#### ISTRUZIONI DA SEGUIRE:
Formatta tutto il materiale che segue come tabella Markdown con le colonne «Numero» e «Riga», assegnando a ogni riga il suo numero progressivo. Salta le righe vuote e lascia fuori dalla risposta le immagini.

#### DATI FORNITI:

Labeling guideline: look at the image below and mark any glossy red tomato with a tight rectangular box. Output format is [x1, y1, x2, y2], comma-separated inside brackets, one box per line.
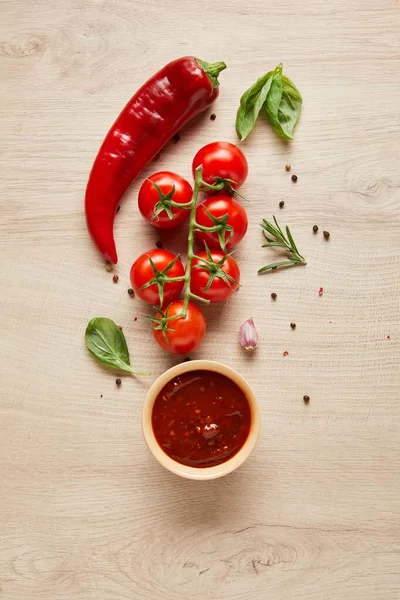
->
[190, 250, 240, 302]
[138, 171, 193, 229]
[192, 142, 249, 193]
[131, 248, 185, 306]
[196, 194, 248, 249]
[153, 300, 206, 354]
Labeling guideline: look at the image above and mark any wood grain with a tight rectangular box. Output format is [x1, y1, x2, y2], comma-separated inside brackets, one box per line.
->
[0, 0, 400, 600]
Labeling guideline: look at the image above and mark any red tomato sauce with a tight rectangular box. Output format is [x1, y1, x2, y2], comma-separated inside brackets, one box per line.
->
[152, 371, 251, 468]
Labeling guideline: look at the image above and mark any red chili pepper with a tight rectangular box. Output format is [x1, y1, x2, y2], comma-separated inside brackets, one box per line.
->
[85, 56, 226, 264]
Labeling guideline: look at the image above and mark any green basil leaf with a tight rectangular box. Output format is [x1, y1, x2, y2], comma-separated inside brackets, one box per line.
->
[236, 71, 272, 141]
[85, 317, 148, 375]
[265, 63, 283, 118]
[264, 65, 303, 140]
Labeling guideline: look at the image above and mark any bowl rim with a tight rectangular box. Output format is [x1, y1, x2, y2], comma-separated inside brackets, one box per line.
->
[142, 359, 261, 480]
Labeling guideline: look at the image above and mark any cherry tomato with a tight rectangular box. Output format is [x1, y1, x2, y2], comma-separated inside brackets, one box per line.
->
[131, 248, 185, 306]
[138, 171, 193, 229]
[190, 250, 240, 302]
[196, 194, 248, 249]
[192, 142, 249, 193]
[153, 300, 206, 354]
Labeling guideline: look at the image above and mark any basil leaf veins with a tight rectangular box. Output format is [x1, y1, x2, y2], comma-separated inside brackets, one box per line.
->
[85, 317, 149, 375]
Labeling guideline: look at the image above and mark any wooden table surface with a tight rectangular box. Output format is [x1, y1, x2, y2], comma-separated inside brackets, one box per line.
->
[0, 0, 400, 600]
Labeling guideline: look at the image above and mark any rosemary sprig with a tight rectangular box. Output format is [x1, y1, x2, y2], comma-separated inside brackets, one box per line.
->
[258, 216, 307, 273]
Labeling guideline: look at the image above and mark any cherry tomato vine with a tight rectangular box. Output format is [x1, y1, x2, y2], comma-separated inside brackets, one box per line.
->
[148, 165, 238, 343]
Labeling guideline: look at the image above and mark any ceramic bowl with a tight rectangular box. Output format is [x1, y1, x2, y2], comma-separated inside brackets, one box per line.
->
[142, 360, 260, 479]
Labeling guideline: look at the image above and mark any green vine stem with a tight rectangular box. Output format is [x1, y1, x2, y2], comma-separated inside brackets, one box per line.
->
[147, 165, 233, 334]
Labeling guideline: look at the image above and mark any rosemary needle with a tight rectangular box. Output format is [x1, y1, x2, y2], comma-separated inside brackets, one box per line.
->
[258, 216, 307, 273]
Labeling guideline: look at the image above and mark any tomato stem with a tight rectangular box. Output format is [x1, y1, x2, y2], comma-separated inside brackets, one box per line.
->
[150, 165, 211, 330]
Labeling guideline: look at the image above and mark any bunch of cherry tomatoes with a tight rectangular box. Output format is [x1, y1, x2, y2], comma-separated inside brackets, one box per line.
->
[130, 142, 248, 354]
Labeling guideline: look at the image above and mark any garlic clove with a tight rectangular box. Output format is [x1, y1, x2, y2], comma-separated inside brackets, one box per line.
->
[239, 317, 258, 351]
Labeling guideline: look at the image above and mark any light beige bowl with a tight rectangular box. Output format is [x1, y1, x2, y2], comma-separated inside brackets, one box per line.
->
[142, 360, 260, 479]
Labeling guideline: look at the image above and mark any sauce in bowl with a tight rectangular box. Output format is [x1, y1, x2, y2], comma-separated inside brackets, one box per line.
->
[152, 370, 251, 468]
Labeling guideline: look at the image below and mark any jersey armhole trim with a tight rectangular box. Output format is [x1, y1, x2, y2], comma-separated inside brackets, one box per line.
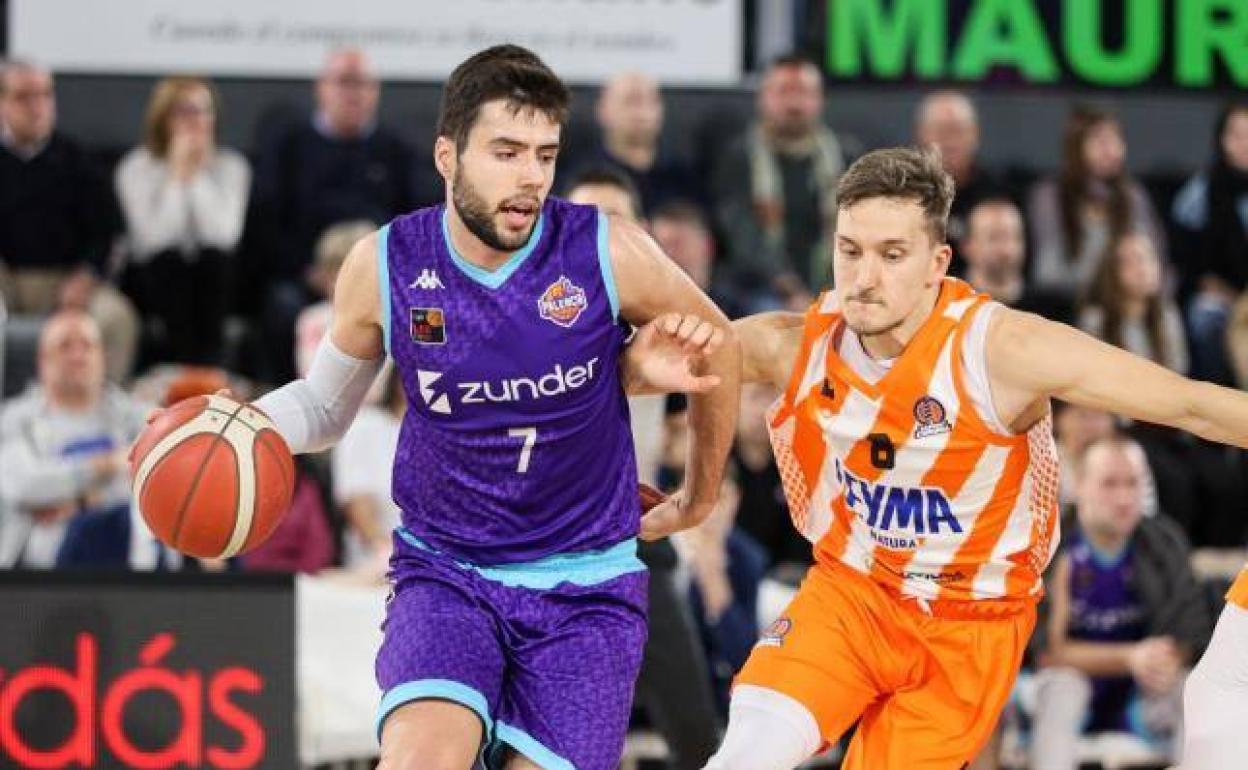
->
[377, 225, 393, 356]
[958, 301, 1026, 439]
[598, 211, 620, 321]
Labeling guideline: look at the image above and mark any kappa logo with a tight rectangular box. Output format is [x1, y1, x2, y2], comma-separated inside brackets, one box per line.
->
[408, 268, 446, 291]
[538, 276, 589, 328]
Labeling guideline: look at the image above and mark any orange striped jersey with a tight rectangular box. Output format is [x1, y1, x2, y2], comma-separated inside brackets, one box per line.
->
[1227, 567, 1248, 609]
[769, 278, 1060, 613]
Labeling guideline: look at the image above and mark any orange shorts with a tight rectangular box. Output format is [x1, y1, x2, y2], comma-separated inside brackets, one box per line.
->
[736, 563, 1036, 770]
[1227, 567, 1248, 609]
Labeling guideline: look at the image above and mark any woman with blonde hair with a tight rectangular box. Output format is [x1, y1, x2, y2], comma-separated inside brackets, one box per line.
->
[1027, 106, 1166, 300]
[116, 76, 251, 364]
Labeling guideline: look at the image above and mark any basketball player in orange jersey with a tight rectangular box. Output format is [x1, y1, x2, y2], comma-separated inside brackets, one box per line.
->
[708, 149, 1248, 770]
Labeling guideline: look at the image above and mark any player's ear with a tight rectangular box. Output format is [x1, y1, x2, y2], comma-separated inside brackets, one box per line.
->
[931, 238, 953, 282]
[433, 136, 457, 182]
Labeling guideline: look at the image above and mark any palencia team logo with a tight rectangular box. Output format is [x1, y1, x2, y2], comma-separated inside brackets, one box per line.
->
[538, 276, 589, 328]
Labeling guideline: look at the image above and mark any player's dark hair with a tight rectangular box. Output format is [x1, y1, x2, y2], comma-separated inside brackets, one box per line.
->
[438, 45, 572, 152]
[836, 147, 953, 243]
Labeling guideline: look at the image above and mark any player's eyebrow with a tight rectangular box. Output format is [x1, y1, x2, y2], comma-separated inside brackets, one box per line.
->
[489, 136, 559, 152]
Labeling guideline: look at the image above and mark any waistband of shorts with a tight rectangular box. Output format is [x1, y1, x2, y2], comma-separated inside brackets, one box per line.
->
[811, 560, 1040, 620]
[394, 527, 645, 590]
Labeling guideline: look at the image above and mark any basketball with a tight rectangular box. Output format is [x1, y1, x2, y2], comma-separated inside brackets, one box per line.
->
[130, 396, 295, 559]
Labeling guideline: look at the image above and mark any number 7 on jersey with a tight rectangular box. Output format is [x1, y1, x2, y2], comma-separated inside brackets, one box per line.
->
[507, 427, 538, 473]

#### LA SOLUZIONE:
| Numero | Riga |
|---|---|
| 1 | Labeling guideline: look at the image below and mark any glossy red tomato with a tight rectangular box. Output format is [x1, y1, x2, y2], comma-separated inside brackets, one box per line. |
| 2 | -> |
| 3 | [190, 250, 240, 302] |
| 4 | [138, 171, 193, 229] |
| 5 | [192, 142, 249, 193] |
| 6 | [131, 248, 185, 306] |
| 7 | [196, 194, 248, 249] |
| 8 | [153, 300, 206, 354] |
| 9 | Labeling guideline: look at the image above and mark any wood grain with a tight rectangular box. Output format is [x1, y1, x2, y2], comma-separated inside brackets, one box per line. |
| 10 | -> |
| 11 | [0, 0, 400, 600] |
| 12 | Labeling guideline: look at the image above and mark any red tomato sauce with a tight rectangular box. Output format is [x1, y1, x2, y2], comma-separated inside brackets, one box per line. |
| 13 | -> |
| 14 | [152, 371, 251, 468] |
| 15 | Labeling guideline: look at the image above and mark any red chili pepper with a tight rectangular box. Output format is [x1, y1, x2, y2], comma-separated inside brackets, one box per line. |
| 16 | -> |
| 17 | [85, 56, 226, 264] |
| 18 | Labeling guideline: look at the image above and mark any green basil leaf with a tight rectangular box. Output format is [x1, y1, x2, y2], comma-separated inside brackets, one box per line. |
| 19 | -> |
| 20 | [236, 71, 272, 141] |
| 21 | [85, 317, 148, 375] |
| 22 | [265, 63, 283, 118] |
| 23 | [264, 65, 303, 140] |
| 24 | Labeling guideline: look at the image above and mark any bowl rim with a tight rectangular box. Output format is [x1, y1, x2, y2], comma-separated inside brackets, one box per line. |
| 25 | -> |
| 26 | [142, 359, 261, 480] |
| 27 | Labeling guideline: look at the image above and mark any cherry tomato with a tight rectangular box. Output format is [x1, y1, x2, y2], comma-separated inside brackets, one box per line. |
| 28 | -> |
| 29 | [131, 248, 185, 306] |
| 30 | [138, 171, 193, 229] |
| 31 | [190, 250, 240, 302] |
| 32 | [196, 194, 248, 249] |
| 33 | [192, 142, 249, 193] |
| 34 | [153, 300, 206, 354] |
| 35 | Labeling guideline: look at the image above and mark any basil leaf veins with a tight rectangular box. Output format is [x1, y1, x2, y2], comma-separated inside brackets, one box per line. |
| 36 | -> |
| 37 | [85, 317, 149, 375] |
| 38 | Labeling guideline: look at the image above and mark any wooden table surface with a tight rectangular box. Output format is [x1, y1, x2, y2], comma-separated inside brackets, one box per line. |
| 39 | -> |
| 40 | [0, 0, 400, 600] |
| 41 | Labeling guideline: look at the image above and mark any rosemary sprig with a tight rectangular box. Output format is [x1, y1, x2, y2], comma-separated inside brackets, one box per line. |
| 42 | -> |
| 43 | [258, 216, 307, 273] |
| 44 | Labeling guideline: look at the image above and mark any cherry tomato vine with a tight rectangular box. Output format is [x1, y1, x2, y2], comma-separated inside brackets, one box per line. |
| 45 | -> |
| 46 | [148, 165, 238, 343] |
| 47 | Labeling guideline: look at the image above and mark any ceramic bowl with a tight rectangular box. Output format is [x1, y1, x2, y2], comma-separated inside brackets, one box per line. |
| 48 | -> |
| 49 | [142, 360, 260, 479] |
| 50 | Labeling guideline: look at the image above and mark any green vine stem with a tight rectangular box. Output format is [x1, y1, x2, y2], comma-separated inside brackets, one box per line. |
| 51 | -> |
| 52 | [147, 165, 233, 334] |
| 53 | Labeling guideline: look at the image above and mark any rosemary needle with a tight rectangular box. Output format is [x1, y1, x2, y2], comma-separated inside brackets, one box per line. |
| 54 | -> |
| 55 | [258, 216, 307, 273] |
| 56 | Labeling guideline: look at the image above and mark any tomato stem with a tight rectangular box. Output format is [x1, y1, x2, y2], comma-separated inside brackets, one box per line. |
| 57 | -> |
| 58 | [150, 165, 211, 330] |
| 59 | Labeling guideline: look at the image above and mark any bunch of cherry tomatoes with a tight rectangular box. Output format is [x1, y1, x2, y2], comma-separated inside brackets, one box per line. |
| 60 | -> |
| 61 | [130, 142, 248, 354] |
| 62 | Labeling guideline: look at the image above and mark any garlic clove with a tight rectangular box. Output format is [x1, y1, x2, y2], comma-separated inside brackets, one box per line. |
| 63 | -> |
| 64 | [239, 317, 258, 351] |
| 65 | Labeling guideline: look at the image above and mark any light beige bowl with a tight rectangular box. Output format is [x1, y1, x2, y2], comma-separated inside brackets, one box per line. |
| 66 | -> |
| 67 | [142, 360, 260, 479] |
| 68 | Labeling guideline: look at the image above and mark any sauce in bowl with a tight rectangular box. Output format is [x1, y1, x2, y2], comma-separated inside brackets, one box per line. |
| 69 | -> |
| 70 | [152, 370, 251, 468] |
| 71 | Labeling guideline: look at the image below and mark any jersey armhole trim with a tight rectangular box. Output format is [x1, y1, x2, y2], comma-separated inside brackets, one box per line. |
| 72 | -> |
| 73 | [377, 225, 393, 356] |
| 74 | [958, 301, 1026, 439] |
| 75 | [598, 211, 620, 321] |
| 76 | Labeling guideline: look at the image above and mark any kappa logo with a tight rectangular box. Output format is [x1, y1, x2, y2], comma-separated inside brackets, one box per line. |
| 77 | -> |
| 78 | [408, 268, 446, 291] |
| 79 | [538, 276, 589, 328] |
| 80 | Labeling guideline: look at the image above and mark any orange striped jersey with a tight rectangular box. Output format is [x1, y1, x2, y2], comma-separated inside brackets, one box per line. |
| 81 | -> |
| 82 | [1227, 567, 1248, 609] |
| 83 | [769, 278, 1060, 613] |
| 84 | Labeling guideline: look at the image above and mark any orange shorts with a tight rectangular box. Output format is [x1, y1, x2, y2], comma-separated inside brackets, one box per line. |
| 85 | -> |
| 86 | [736, 563, 1036, 770] |
| 87 | [1227, 567, 1248, 609] |
| 88 | Labeling guideline: look at the image above and mark any woman with blonde hair with a tight rectangular box. Output format is [x1, y1, x2, y2], comma-separated inside brackets, one box per line. |
| 89 | -> |
| 90 | [1027, 106, 1166, 300] |
| 91 | [116, 76, 251, 364] |
| 92 | Labeling guideline: look at the image above and mark any basketball player in orange jersey with a tight rectangular box. Output format is [x1, y1, x2, y2], comma-separated inside brackets, one box per line. |
| 93 | -> |
| 94 | [708, 149, 1248, 770] |
| 95 | Labeling guideline: look at the image above and mark any player's ear with a tight rectangular box. Output format is [x1, y1, x2, y2], comma-separated inside brackets, one box per line. |
| 96 | -> |
| 97 | [931, 238, 953, 282] |
| 98 | [433, 136, 457, 182] |
| 99 | Labeling guideline: look at the image above and mark any palencia team logo with a tight rectangular box. Output format is [x1, y1, x2, y2], comma-separated inside brackets, one box per line. |
| 100 | -> |
| 101 | [538, 276, 589, 328] |
| 102 | Labeling guideline: look at the image above and mark any player's dark hair with a tight rectangular box. Output format is [x1, y1, x2, y2], comma-separated inside brackets, one box per line. |
| 103 | -> |
| 104 | [438, 45, 572, 152] |
| 105 | [836, 147, 953, 243] |
| 106 | Labeling guideline: look at the image above and mark any player's eyebrow with a tight rectangular box. Output format is [x1, y1, x2, y2], comma-separated inside brackets, one box per line. |
| 107 | -> |
| 108 | [489, 136, 559, 152] |
| 109 | Labeling guideline: look at the image above and mark any waistband of shorts with a tight rectangular box. Output format is [x1, y1, x2, y2], comma-separated inside brackets, one box per line. |
| 110 | -> |
| 111 | [811, 560, 1040, 620] |
| 112 | [394, 527, 645, 590] |
| 113 | Labeling guideline: look at the image above and mark any basketball with a tight rectangular box. Output format is [x1, y1, x2, y2], comma-separated inside brackets, one box per line. |
| 114 | -> |
| 115 | [130, 396, 295, 559] |
| 116 | Labeling guideline: look at the image above and mark any number 7 on jersey with a tight rectangular box. Output format is [x1, y1, x2, y2], comma-separated inside brackets, one box per line. |
| 117 | -> |
| 118 | [507, 427, 538, 473] |